▶ **What the task asks**: Turn every line of the entries below into a JSON array of strings, one string per line, skipping blank lines. Leave the pictures out of the answer.

▶ **Data lines**:
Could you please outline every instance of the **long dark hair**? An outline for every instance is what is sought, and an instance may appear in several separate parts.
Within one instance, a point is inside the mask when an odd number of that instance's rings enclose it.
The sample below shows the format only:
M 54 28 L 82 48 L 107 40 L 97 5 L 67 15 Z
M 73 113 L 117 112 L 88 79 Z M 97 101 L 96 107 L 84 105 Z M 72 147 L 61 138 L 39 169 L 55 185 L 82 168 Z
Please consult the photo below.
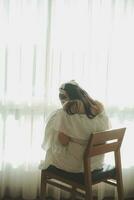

▶ **Answer to the task**:
[
  "Could you please outline every instance of the **long dark hair**? An outline for every instance is what is sought, and an instance may appear in several separate parts.",
  "Within one instance, a point is inside the mask when an odd number of that instance's rings enclose it.",
  "The sample below shows the format only:",
  "M 54 28 L 82 48 L 107 40 L 97 5 L 67 15 Z",
  "M 73 113 L 117 112 L 88 79 Z M 97 101 L 96 107 L 84 105 Z M 72 147 L 61 138 L 39 169 L 55 185 L 82 168 Z",
  "Please consult the photo below."
]